EXERCICES À FAIRE
[a] D'après l'article sur le blé ukrainien en Afrique, combien de tonnes de blé les trois premiers navires ont-ils livrées, et dans quels pays ?
[b] Dans l'article sur le blé ukrainien en Afrique, transformez en liste le paragraphe commençant par « La guerre en Ukraine a précipité » en conservant ses faits principaux.
[c] Prolongez, s'il vous plaît, l'article sur le blé ukrainien en Afrique en reprenant après sa dernière phrase.

TEXTE FOURNI

------------

Le blé, nouveau symbole du soft power ukrainien en Afrique

Le 20 janvier, le chef de l'administration présidentielle ukrainienne nommait les ambassadeurs africains du groupe international de coordination pour la prévention de la faim (GICFP), dans le cadre du programme Grain from Ukraine. Entre urgence alimentaire et guerre d'influence contre le Kremlin, le blé s'est imposé comme une véritable arme diplomatique en Afrique.
(Crédits : DR.)

« Dans un contexte mondial d'insécurité alimentaire et d'inflation, l'Ukraine se montre forte et volontaire pour soutenir les nations vulnérables au bord de la famine sur le continent africain », déclarait Andriy Yermak, chef de l'administration présidentielle ukrainienne, le 20 janvier dernier, tandis que le quatrième navire du programme Grain from Ukraine chargé de 30 000 tonnes de blé venait à peine de quitter le port de Chornomorsk pour l'Éthiopie. Quelques semaines plus tôt, trois premiers navires avaient déjà livré 80 000 tonnes de blé en Éthiopie et en Somalie.

La guerre en Ukraine a précipité plusieurs pays africains dans la crise alimentaire. À ce jour, près de 12 millions de personnes seraient en situation d'insécurité alimentaire aiguë en Éthiopie, 5,6 millions en Somalie et 4,3 millions au Kenya, en raison des effets cumulés de la sécheresse, des conflits et de la hausse des prix des denrées alimentaires, d'après le Bureau des Nations unies de la coordination des affaires humanitaires (OCHA).

Pour contrecarrer les effets de la guerre, Volodymyr Zelensky a lancé en novembre 2022 l'initiative Grain from Ukraine, afin d'approvisionner en blé, les pays les plus vulnérables. Ce programme rassemble plus de 30 pays donateurs dont plusieurs pays de l'Union européenne, mais aussi le Qatar, la Turquie, le Japon, la Norvège, la Corée du Sud, le Canada ou les États-Unis, qui se sont engagés à verser collectivement 200 millions de dollars.

------------

Lignes du jeu de données sur l'emplacement des objets
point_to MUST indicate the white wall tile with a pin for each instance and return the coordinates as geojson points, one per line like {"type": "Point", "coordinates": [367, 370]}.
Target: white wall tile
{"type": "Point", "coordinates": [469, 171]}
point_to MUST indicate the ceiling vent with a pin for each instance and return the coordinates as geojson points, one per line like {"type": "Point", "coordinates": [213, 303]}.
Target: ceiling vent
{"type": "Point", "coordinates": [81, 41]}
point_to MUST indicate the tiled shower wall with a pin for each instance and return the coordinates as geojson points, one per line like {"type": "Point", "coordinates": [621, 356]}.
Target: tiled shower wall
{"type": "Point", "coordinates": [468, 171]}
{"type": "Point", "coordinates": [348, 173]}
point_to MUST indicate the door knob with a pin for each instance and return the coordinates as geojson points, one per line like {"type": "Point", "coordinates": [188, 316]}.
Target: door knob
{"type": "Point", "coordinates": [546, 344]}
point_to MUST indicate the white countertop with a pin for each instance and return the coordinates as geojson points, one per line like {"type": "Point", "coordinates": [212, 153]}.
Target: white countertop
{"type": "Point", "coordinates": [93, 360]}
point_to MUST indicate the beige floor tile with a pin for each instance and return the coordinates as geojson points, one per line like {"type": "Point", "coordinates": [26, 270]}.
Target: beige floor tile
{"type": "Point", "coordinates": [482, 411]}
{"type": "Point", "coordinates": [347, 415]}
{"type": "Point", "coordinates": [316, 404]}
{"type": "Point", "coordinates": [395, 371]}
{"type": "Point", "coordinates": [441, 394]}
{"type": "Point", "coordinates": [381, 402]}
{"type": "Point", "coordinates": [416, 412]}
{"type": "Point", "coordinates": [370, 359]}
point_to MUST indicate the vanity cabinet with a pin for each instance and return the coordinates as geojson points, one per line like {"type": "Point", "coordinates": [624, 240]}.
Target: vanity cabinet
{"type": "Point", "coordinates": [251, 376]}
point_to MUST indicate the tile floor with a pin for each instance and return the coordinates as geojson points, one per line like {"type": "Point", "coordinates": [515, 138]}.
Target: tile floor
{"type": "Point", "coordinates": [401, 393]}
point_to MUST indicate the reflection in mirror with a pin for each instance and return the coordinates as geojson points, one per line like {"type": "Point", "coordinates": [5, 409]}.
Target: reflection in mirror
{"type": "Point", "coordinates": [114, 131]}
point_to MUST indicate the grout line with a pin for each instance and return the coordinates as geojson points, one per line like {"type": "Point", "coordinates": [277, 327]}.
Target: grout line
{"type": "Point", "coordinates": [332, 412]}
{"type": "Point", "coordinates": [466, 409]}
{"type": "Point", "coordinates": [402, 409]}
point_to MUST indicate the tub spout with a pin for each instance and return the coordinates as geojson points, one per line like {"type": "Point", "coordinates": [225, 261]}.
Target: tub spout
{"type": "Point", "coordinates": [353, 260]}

------------

LES RÉPONSES
[a] 80 000 tonnes, en Éthiopie et en Somalie.

[b]
- La guerre en Ukraine a plongé plusieurs pays africains dans la crise alimentaire.
- Selon l'OCHA, près de 12 millions de personnes seraient en insécurité alimentaire aiguë en Éthiopie, 5,6 millions en Somalie et 4,3 millions au Kenya.
- Causes : sécheresse, conflits et hausse des prix des denrées alimentaires.

[c]
« Nous comptons envoyer une dizaine de bateaux en Afrique face à l'urgence alimentaire, mais tout dépendra des fonds que nous réussirons à lever », indique Vladyslav Vlasiuk, conseiller au cabinet du président Volodymyr Zelensky. « Dans un premier temps, l'objectif est de fournir des céréales à 5 millions de personnes d'ici la fin du printemps », a précisé Andriy Yermak par voie de communiqué le 20 janvier, alors qu'une nouvelle initiative voyait le jour sous le nom de Groupe international de coordination pour la prévention de la faim (GICPF), dont il assure la présidence.

GICPF : des ambassadeurs au service de la sécurité alimentaire

La guerre d'influence entre Kiev et Moscou s'expatrie sur le continent africain, sur fond de défi alimentaire. Andriy Yermak estime que la Russie a « profité des ressources de nations appauvries telles que l'or et les diamants, fourni des armes et des moyens de surveillance à des régimes douteux, et contribué à des violations des droits de l'Homme à l'encontre de civils (...) La Russie n'a pas seulement attaqué l'Ukraine, mais qu'elle tente également de détruire le système international via l'aggravation artificielle de la crise énergétique en Europe, le chantage nucléaire et la mise en danger de la sécurité alimentaire de dizaines de pays ».

Il indique par ailleurs, qu'avant l'invasion russe, « la part de l'Ukraine dans le commerce mondial des céréales était de 10 % -et qu'elle- était le 4e exportateur mondial de céréales, devant tous les États membres de l'UE, et fournissait au Programme alimentaire mondial des Nations unies environ 40 % du blé destiné aux pays connaissant de graves pénuries alimentaires ».

Moscou conserve néanmoins un certain nombre de soutiens en Afrique. En mars 2022, 25 pays africains sur 54 s'étaient abstenus ou avaient refusé de voter la résolution de l'ONU visant à condamner l'invasion de l'Ukraine par la Russie. « C'est peut-être le résultat d'un manque de compréhension de ce qu'il se passe en Ukraine ou la conséquence de l'influence russe sur le continent africain », explique Vladyslav Vlasiuk.

Pour renforcer l'influence de Kiev en Afrique, Grain from Ukraine pourra désormais s'appuyer sur des « VRP de luxe » impliqués dans le Groupe international de coordination pour la prévention de la faim (GICPF), à l'instar de l'ancienne présidente du Malawi, Joyce Banda, ou du Dr Oby Ezekwesili, ancienne ministre de l'Éducation du Nigeria et ex-vice-présidente de la Banque mondiale, actuellement conseillère pour l'Africa Economic Development Policy Initiative (AEDPI).

Le blé comme arme diplomatique

« Des navires chargés de blé vers le Kenya, le Soudan et le Yémen sont prêts à partir ! », annonce Mikola Solskyi, ministre ukrainien de la Politique agraire et de l'alimentation, contacté par La Tribune Afrique, le 9 février dernier. Loin d'être anecdotique, Grain from Ukraine touche au « symbole », car elle intervient 80 ans après la grande famine en Ukraine.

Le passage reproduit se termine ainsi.